## GIVEN TEXT
----

The Dowry System In India

The Dowry System In India

One use of a dowry in olden times – cows milk to cheese


For most of my readers, perhaps, the dowry system is a well-known phenomenon that you are really familiar with. If so, you are more than welcome to skip the rest of this diatribe. But for those who aren’t aware, I wanted to give a little lesson. Why did this come up? We met a guy from Holland, who was completely unaware that this system even existed anywhere in the world. He was completely baffled by the explanations that I was doling out to him. The funny thing is that his bafflement in turn completely surprised me. I couldn’t believe there were people on this planet who were unaware of such a popular practice from one of the most populated countries in the world.
Let me start off with mentioning that in the Indian culture, it is expected that the boy will continue living with his family even after his marriage. The idea of moving out on your own is very foreign and still not practiced very much in India. The girl once she is married moves into the in-law’s home. In general, whenever a family in India has a girl, it is a cause for a funeral. Why? Girls are a burden to the family in general. Girls are basically on loan to her family until she gets married – thus, she can’t really support her family once she comes of age.
How does the marriage and dowry system go? Before the girl gets betrothed (engaged) to a boy, after all the match-making customs have been followed and the stars have been aligned, there is a back-hand deal that goes on in the two families. There is a kind of a business deal that the families engage in. The girl’s family decides how much they can afford to give to the girl when she moves to a new home, and the boy’s family decides if how much they are being offered is good enough for them. The dowry can take several forms – in the old ages, it used to take the form of cattle (cows, goats, or buffalo) – something that the family could use for milk, as cattle used to be considered a form of monetary currency. Also they would give stainless steel utensils, or little pieces of gold in the past. Nowadays though, it usually takes the form of cold hard cash and many pieces of heavy gold jewellery. It is surprising even to me how high some of the dowry amounts can go up to. I want to emphasize that the dowry goes directly to the groom’s family. None of it goes to the girl.
If the boy’s family is happy with the dowry, then the transaction is approved, and the marriage goes through. Unfortunately, sometimes the boy’s family was hoping for more dowry (money or such) after the marriage, typically during the course of the first few years of honeymoon bliss. They perhaps knew that the family the girl was from is rich so they bided their time. The fallout happens when the boy’s family is disappointed in the amounts of dowry that they received after the marriage takes place – in that case, there have been numerous cases in India where the boy’s family basically tortures the girl with burns, threats, physical abuse, or mental trauma, until she goes back to her family and asks them for more dowry. In some cases, the girl has been so traumatized that she goes back to her parents, and hopefully, the parents are able to take the girl back without too much shame.

----

## STORED DATA

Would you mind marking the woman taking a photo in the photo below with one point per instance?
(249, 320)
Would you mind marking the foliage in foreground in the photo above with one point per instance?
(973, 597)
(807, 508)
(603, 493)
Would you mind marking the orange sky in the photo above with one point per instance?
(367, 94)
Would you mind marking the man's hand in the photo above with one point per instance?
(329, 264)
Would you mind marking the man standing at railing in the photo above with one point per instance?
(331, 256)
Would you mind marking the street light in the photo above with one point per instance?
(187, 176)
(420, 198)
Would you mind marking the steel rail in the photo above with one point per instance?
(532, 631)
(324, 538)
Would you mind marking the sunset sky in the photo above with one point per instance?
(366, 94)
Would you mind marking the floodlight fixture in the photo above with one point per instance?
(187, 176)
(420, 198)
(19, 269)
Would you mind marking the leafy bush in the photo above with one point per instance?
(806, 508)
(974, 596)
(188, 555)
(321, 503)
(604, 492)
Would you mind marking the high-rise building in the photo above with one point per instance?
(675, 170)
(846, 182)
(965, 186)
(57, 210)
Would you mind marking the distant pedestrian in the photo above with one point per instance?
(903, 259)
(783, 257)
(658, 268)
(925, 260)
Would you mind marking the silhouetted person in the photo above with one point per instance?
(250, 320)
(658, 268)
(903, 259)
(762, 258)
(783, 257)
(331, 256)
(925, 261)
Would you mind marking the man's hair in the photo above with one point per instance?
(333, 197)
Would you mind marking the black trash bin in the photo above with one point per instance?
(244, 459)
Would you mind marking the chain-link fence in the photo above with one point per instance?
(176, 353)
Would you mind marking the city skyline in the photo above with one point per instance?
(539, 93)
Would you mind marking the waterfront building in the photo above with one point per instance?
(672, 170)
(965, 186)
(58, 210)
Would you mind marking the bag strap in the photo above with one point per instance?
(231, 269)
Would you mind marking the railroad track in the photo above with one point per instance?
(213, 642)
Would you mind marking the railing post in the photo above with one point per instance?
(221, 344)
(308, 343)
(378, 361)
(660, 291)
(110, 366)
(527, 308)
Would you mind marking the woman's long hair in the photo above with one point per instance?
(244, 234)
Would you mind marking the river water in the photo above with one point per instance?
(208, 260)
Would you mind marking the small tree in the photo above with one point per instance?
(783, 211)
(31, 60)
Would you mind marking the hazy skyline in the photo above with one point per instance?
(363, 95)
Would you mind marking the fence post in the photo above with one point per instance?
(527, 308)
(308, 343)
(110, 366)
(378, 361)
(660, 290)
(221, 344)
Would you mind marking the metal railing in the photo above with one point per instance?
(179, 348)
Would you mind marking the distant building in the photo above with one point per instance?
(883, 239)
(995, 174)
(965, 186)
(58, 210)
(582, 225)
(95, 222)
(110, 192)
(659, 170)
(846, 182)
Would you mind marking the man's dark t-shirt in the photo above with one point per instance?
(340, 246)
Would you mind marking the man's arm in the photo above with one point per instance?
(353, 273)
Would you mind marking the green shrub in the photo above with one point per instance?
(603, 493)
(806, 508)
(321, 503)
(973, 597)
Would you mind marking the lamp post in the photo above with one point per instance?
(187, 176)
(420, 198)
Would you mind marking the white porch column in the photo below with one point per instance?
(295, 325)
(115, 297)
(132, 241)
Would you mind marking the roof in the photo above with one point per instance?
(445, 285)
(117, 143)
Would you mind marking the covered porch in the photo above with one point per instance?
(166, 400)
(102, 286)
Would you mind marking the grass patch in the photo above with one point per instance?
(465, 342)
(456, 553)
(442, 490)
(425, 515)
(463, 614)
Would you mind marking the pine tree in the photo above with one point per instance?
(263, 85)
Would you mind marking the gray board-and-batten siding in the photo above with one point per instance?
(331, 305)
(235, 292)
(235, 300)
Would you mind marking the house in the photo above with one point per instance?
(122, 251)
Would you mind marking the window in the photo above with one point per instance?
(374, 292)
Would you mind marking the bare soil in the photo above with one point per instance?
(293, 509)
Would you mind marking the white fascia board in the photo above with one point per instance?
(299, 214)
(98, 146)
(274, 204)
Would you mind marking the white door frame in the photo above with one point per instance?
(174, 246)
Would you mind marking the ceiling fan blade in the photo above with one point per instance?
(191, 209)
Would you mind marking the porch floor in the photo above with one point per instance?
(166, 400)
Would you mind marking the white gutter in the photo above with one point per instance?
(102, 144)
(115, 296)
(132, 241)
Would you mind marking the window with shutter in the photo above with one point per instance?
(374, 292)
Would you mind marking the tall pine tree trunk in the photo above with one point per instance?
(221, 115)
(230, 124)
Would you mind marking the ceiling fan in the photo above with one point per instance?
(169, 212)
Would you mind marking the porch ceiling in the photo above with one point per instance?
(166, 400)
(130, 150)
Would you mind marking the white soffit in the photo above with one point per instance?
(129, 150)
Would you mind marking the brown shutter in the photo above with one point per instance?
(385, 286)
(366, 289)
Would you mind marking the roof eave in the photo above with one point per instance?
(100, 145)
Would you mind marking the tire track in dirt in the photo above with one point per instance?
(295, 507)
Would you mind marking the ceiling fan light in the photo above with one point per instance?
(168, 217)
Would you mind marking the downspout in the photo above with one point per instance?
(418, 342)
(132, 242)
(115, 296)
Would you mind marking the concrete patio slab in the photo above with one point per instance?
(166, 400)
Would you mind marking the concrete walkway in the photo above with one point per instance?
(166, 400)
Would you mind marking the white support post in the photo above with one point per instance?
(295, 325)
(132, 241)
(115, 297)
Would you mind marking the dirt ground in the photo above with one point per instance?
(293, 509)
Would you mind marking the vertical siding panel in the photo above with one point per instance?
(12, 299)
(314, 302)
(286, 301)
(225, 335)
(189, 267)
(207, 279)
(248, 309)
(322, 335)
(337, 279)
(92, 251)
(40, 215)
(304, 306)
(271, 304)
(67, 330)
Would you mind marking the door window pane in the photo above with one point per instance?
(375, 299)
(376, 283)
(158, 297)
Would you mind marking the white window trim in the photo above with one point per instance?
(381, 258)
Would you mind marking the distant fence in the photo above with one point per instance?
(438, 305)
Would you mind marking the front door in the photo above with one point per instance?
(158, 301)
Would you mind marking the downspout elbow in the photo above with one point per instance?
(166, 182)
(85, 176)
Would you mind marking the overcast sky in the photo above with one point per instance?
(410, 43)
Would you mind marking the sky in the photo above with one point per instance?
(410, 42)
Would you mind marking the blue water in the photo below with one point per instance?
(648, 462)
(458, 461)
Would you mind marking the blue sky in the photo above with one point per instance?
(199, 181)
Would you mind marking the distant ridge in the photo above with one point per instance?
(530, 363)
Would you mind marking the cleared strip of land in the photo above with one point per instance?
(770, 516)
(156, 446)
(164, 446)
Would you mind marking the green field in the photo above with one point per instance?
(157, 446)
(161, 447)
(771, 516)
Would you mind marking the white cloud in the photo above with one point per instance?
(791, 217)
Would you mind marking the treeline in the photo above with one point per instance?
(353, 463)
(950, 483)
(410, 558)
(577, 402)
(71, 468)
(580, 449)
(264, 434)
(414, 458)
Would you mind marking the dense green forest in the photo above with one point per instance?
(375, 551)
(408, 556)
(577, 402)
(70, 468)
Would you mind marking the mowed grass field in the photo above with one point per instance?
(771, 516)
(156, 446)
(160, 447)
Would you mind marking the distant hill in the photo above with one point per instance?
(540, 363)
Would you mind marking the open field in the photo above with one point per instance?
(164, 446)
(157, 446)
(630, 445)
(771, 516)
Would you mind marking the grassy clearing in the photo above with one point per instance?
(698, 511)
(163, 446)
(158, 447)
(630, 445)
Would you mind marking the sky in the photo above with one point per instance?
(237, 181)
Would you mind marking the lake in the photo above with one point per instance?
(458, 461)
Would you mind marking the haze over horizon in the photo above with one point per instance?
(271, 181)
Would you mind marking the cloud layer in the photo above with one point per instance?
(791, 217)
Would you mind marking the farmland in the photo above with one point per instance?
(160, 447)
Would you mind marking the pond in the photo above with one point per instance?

----

## DIRECTIONS FOR THIS TASK
Reproduce verbatim everything in the dowry text from "One use of a" down to "countries in the world.". The records are unrelated to the dowry text and should be treated as separate material.

## EXPECTED ANSWER
One use of a dowry in olden times – cows milk to cheese


For most of my readers, perhaps, the dowry system is a well-known phenomenon that you are really familiar with. If so, you are more than welcome to skip the rest of this diatribe. But for those who aren’t aware, I wanted to give a little lesson. Why did this come up? We met a guy from Holland, who was completely unaware that this system even existed anywhere in the world. He was completely baffled by the explanations that I was doling out to him. The funny thing is that his bafflement in turn completely surprised me. I couldn’t believe there were people on this planet who were unaware of such a popular practice from one of the most populated countries in the world.